- _Work request_
Provide only the number of lines in the data below that contain the string "then".

Task material: Begin

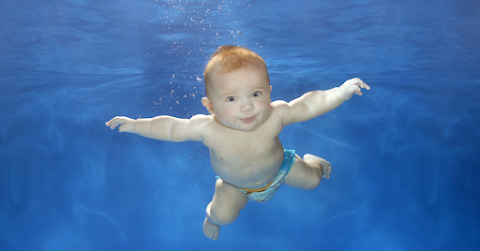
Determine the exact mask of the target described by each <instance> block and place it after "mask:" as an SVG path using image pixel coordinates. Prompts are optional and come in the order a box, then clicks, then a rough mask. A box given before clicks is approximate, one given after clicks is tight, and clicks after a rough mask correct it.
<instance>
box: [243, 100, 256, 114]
mask: <svg viewBox="0 0 480 251" xmlns="http://www.w3.org/2000/svg"><path fill="white" fill-rule="evenodd" d="M254 108H255V106H254V105H253V103H252V102H250V101H246V102H243V104H242V106H241V107H240V111H242V112H248V111H251V110H253V109H254Z"/></svg>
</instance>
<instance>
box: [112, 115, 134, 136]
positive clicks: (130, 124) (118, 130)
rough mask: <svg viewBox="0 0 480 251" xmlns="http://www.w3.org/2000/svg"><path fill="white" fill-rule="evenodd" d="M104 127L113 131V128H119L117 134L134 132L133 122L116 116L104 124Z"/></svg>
mask: <svg viewBox="0 0 480 251" xmlns="http://www.w3.org/2000/svg"><path fill="white" fill-rule="evenodd" d="M105 125H106V126H108V127H110V129H115V127H117V126H120V127H119V128H118V131H119V132H130V133H134V132H135V120H134V119H131V118H127V117H120V116H117V117H115V118H113V119H111V120H110V121H108V122H107V123H105Z"/></svg>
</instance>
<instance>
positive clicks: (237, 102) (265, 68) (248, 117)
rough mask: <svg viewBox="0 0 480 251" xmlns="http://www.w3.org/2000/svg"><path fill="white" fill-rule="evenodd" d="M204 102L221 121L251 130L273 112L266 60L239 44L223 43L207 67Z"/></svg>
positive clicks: (255, 53) (259, 123) (205, 105)
mask: <svg viewBox="0 0 480 251" xmlns="http://www.w3.org/2000/svg"><path fill="white" fill-rule="evenodd" d="M205 89H206V93H207V97H203V98H202V104H203V105H204V106H205V107H206V108H207V110H208V112H209V113H210V114H212V115H213V116H214V118H215V119H216V121H218V122H220V123H221V124H223V125H225V126H227V127H230V128H233V129H238V130H243V131H249V130H253V129H254V128H256V127H257V126H259V125H260V124H262V123H263V121H265V120H266V119H267V118H268V116H269V115H270V110H271V107H270V103H271V99H270V91H271V86H270V79H269V78H268V72H267V67H266V65H265V62H264V61H263V59H262V58H261V57H260V56H259V55H257V54H256V53H255V52H253V51H251V50H248V49H245V48H242V47H239V46H230V45H226V46H221V47H220V48H218V49H217V51H215V53H214V54H213V55H212V57H211V59H210V61H209V62H208V65H207V67H206V69H205Z"/></svg>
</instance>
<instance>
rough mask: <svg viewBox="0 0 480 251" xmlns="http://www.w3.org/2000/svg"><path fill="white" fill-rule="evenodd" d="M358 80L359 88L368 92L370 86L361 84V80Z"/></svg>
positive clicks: (362, 81) (369, 89)
mask: <svg viewBox="0 0 480 251" xmlns="http://www.w3.org/2000/svg"><path fill="white" fill-rule="evenodd" d="M358 80H359V81H358V83H359V87H360V88H363V89H367V90H370V86H369V85H367V84H366V83H365V82H363V80H361V79H358Z"/></svg>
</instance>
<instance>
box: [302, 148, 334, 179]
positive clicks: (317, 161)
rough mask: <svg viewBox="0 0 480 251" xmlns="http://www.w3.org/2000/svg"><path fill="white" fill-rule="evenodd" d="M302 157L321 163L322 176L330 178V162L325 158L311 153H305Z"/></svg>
mask: <svg viewBox="0 0 480 251" xmlns="http://www.w3.org/2000/svg"><path fill="white" fill-rule="evenodd" d="M303 159H304V160H305V161H307V162H310V161H311V162H313V163H315V164H317V163H318V164H321V165H322V170H323V171H322V177H323V178H325V179H330V174H331V173H332V166H331V165H330V162H328V161H326V160H325V159H322V158H320V157H317V156H315V155H311V154H305V155H304V156H303Z"/></svg>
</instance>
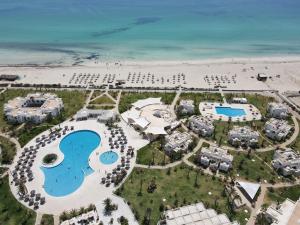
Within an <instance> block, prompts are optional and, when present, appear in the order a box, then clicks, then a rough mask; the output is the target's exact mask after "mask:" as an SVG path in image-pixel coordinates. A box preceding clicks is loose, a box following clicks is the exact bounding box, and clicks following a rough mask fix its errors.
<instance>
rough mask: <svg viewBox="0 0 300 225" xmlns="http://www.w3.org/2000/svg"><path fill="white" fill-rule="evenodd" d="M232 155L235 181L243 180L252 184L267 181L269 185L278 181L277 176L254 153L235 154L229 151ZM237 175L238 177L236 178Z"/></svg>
mask: <svg viewBox="0 0 300 225" xmlns="http://www.w3.org/2000/svg"><path fill="white" fill-rule="evenodd" d="M229 152H230V154H231V155H233V169H232V171H231V174H233V175H234V176H235V177H236V179H238V178H239V177H240V178H244V179H246V180H249V181H253V182H261V181H264V180H267V181H268V182H269V183H272V182H276V181H278V175H277V174H276V173H275V171H274V170H273V169H272V168H270V167H268V166H267V165H266V164H265V163H264V161H262V160H260V159H259V158H257V157H256V156H255V153H254V152H251V153H250V154H248V152H246V151H245V152H236V151H229ZM237 174H238V175H239V176H237Z"/></svg>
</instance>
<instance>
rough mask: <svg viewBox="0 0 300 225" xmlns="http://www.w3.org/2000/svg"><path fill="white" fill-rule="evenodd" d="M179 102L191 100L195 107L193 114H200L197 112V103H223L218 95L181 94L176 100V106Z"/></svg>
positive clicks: (219, 94) (198, 109) (198, 105)
mask: <svg viewBox="0 0 300 225" xmlns="http://www.w3.org/2000/svg"><path fill="white" fill-rule="evenodd" d="M181 100H193V101H194V105H195V114H197V115H198V114H200V112H199V103H200V102H203V101H212V102H223V99H222V96H221V94H220V93H211V92H204V93H181V94H180V97H179V99H178V102H177V104H179V102H180V101H181Z"/></svg>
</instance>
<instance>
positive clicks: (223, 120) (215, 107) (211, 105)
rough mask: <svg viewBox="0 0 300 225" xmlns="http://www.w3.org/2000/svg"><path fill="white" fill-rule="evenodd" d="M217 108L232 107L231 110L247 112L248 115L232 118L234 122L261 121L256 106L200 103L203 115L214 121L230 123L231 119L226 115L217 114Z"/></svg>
mask: <svg viewBox="0 0 300 225" xmlns="http://www.w3.org/2000/svg"><path fill="white" fill-rule="evenodd" d="M216 107H231V108H238V109H243V110H244V111H245V113H246V115H243V116H234V117H231V120H232V121H233V122H237V121H253V120H260V119H261V113H260V112H259V110H258V109H257V108H256V107H255V106H254V105H251V104H228V103H217V102H200V104H199V111H200V113H201V115H203V116H206V117H209V118H211V119H213V120H222V121H228V120H229V118H230V117H229V116H226V115H220V114H218V113H217V112H216Z"/></svg>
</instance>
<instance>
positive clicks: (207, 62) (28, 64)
mask: <svg viewBox="0 0 300 225" xmlns="http://www.w3.org/2000/svg"><path fill="white" fill-rule="evenodd" d="M297 62H300V55H299V56H264V57H261V56H257V57H255V56H252V57H224V58H207V59H194V60H184V59H183V60H118V59H116V60H107V61H105V60H104V61H101V60H99V61H98V60H96V61H92V60H89V61H86V62H83V63H79V64H76V65H72V64H68V63H60V64H54V63H53V64H51V63H43V64H39V63H28V64H26V63H20V64H18V63H15V64H0V68H22V67H24V68H34V67H36V68H64V67H67V68H69V67H101V66H113V64H115V66H174V65H191V66H192V65H207V64H209V65H212V64H251V63H255V64H262V63H297Z"/></svg>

Task material: End

- _Solution to the problem_
2